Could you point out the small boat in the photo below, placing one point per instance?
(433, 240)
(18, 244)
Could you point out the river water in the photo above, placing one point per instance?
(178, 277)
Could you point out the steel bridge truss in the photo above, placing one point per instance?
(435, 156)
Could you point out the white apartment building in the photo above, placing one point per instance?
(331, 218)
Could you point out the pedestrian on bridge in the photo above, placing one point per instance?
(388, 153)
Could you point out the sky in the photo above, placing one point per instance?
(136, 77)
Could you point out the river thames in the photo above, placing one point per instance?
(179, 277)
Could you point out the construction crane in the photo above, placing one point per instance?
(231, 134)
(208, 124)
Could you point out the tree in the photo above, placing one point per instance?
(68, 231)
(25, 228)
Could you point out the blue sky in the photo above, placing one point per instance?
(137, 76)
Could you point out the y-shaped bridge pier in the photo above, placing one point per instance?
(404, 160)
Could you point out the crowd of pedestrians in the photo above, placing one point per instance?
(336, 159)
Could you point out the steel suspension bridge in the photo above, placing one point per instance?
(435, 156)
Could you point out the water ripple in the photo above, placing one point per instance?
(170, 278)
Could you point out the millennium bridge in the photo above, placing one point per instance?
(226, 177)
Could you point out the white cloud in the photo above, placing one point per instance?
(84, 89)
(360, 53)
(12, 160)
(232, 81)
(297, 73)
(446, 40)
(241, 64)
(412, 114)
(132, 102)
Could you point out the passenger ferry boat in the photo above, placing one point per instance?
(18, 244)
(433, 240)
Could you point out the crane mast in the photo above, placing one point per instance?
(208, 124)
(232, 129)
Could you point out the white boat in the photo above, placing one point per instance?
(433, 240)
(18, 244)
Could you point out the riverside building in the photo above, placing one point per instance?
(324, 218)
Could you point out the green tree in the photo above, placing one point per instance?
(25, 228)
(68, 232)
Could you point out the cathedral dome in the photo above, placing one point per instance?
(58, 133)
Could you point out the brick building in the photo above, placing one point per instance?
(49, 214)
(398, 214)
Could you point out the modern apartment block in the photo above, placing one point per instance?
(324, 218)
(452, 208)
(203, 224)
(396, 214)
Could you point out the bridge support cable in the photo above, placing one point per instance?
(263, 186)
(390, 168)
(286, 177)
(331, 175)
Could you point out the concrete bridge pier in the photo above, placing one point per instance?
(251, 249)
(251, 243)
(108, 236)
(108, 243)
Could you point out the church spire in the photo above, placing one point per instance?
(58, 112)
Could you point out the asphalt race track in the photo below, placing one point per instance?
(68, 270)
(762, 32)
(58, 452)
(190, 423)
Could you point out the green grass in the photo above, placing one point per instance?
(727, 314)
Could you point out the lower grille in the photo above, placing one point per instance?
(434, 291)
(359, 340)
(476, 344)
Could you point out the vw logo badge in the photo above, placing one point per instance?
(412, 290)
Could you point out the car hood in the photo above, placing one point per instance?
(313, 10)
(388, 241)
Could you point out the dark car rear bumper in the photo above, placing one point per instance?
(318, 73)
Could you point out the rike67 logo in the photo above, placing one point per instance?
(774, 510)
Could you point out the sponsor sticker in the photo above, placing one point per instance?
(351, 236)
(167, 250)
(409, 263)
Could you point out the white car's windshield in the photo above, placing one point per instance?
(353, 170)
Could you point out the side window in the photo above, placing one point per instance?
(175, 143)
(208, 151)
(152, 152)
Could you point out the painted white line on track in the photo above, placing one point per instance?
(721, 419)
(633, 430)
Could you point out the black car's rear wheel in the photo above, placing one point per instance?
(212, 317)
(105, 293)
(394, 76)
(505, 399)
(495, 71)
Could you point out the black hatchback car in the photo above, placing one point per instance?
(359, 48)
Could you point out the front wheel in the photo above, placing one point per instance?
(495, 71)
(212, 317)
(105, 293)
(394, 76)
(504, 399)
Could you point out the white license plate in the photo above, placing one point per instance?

■ ■ ■

REQUIREMENT:
Each line of the listing must appear in the answer exactly as above.

ANSWER:
Could you point out the small boat in the photo below, placing one point per instance?
(433, 240)
(18, 244)
Could you point out the river water in the photo above, placing one point per instance?
(178, 277)
Could you point out the steel bridge truss in the photo above, placing one point per instance?
(435, 156)
Could you point out the white apartment building in the photo above, placing one point per instance?
(331, 218)
Could you point out the pedestrian on bridge in the photo above, placing one point per instance?
(388, 153)
Could you point out the sky in the photo above, placing one point per instance?
(136, 77)
Could you point out the river thames in the photo above, placing one point per instance?
(179, 277)
Could you point out the construction crane in the photo above, placing one point per instance?
(231, 134)
(208, 124)
Could you point out the tree in the photo above, placing one point per instance?
(68, 231)
(25, 228)
Could you point out the blue sky in the photo above, placing one point per instance?
(137, 76)
Could you point out the y-shaped bridge pier in the photo above, placing one point per instance?
(404, 160)
Could you point out the crowd of pedestrians in the photo above, placing one point per instance?
(336, 159)
Could you point out the steel suspension bridge in the photo above, placing one point per instance?
(435, 156)
Could you point out the water ripple in the photo above, placing one point per instance?
(170, 278)
Could you point out the millennium bridge in the photo above, placing one point per instance?
(226, 177)
Could you point out the white cloud in the photo above, placing one point per instance?
(84, 89)
(360, 53)
(12, 160)
(232, 81)
(297, 73)
(446, 40)
(241, 64)
(412, 114)
(132, 102)
Could you point out the passenger ferry boat in the photo above, placing one point per instance?
(18, 244)
(433, 240)
Could you point out the crane mast in the photo above, placing one point per instance?
(208, 124)
(232, 129)
Could you point out the white boat in the photo above, placing one point per instance?
(433, 240)
(18, 244)
Could you point out the riverside building in the photo above, placing one point per instance?
(324, 218)
Could you point out the green tree in the photo above, placing one point per instance?
(25, 228)
(68, 232)
Could you point out the cathedral dome in the photo above, placing one point per instance?
(58, 133)
Could you point out the brick building in the photo above, placing one point per instance?
(49, 214)
(398, 214)
Could you point out the modern apartment block in the photo above, placing one point per instance?
(324, 218)
(452, 208)
(203, 224)
(396, 214)
Could you point out the bridge support cable in the photo above, placing one point per instance?
(263, 186)
(390, 168)
(286, 177)
(331, 175)
Could you point out the concrete bridge pier in the photo above, placing one point per instance?
(251, 249)
(251, 243)
(108, 236)
(108, 243)
Could you point out the church spire in the photo above, placing one point per instance?
(58, 112)
Could you point out the asphalt race track in the photo below, placing one point per instance?
(68, 270)
(762, 32)
(58, 452)
(190, 423)
Could you point out the green grass in the photo above, placing one point per instance?
(727, 314)
Could you point out the lower grille in the photo above, placing one point per instance?
(434, 291)
(359, 340)
(476, 344)
Could you point out the vw logo badge in the photo above, placing one point per instance?
(412, 290)
Could you point out the car hood in the photo above, placing one point per instance?
(313, 10)
(388, 241)
Could you point out the dark car rear bumper in the photo above, placing one point per instance?
(318, 73)
Could you point out the rike67 logo in the photo above, placing one point per instance?
(774, 510)
Could you point out the sponsor sticker in the photo above, placing one point per instance?
(351, 236)
(167, 250)
(409, 263)
Could you point out the white car's windshield in the photo above, placing one point per instance?
(353, 170)
Could you point out the side window in the photo above, placing one point per instance?
(175, 143)
(208, 151)
(152, 152)
Could you point out the painted white line on track in the photo above, placing one point per instance?
(721, 419)
(633, 430)
Could you point out the black car's rear wheel in the photo above, placing one point per instance?
(212, 317)
(105, 293)
(394, 76)
(505, 399)
(495, 71)
Could you point out the black hatchback car in the photo above, placing one point per instance?
(359, 48)
Could you point out the front wheel in the photo above, placing one point per instance?
(495, 71)
(212, 317)
(105, 293)
(394, 76)
(504, 399)
Could you point out the white license plate in the photo above, placing one point per instance?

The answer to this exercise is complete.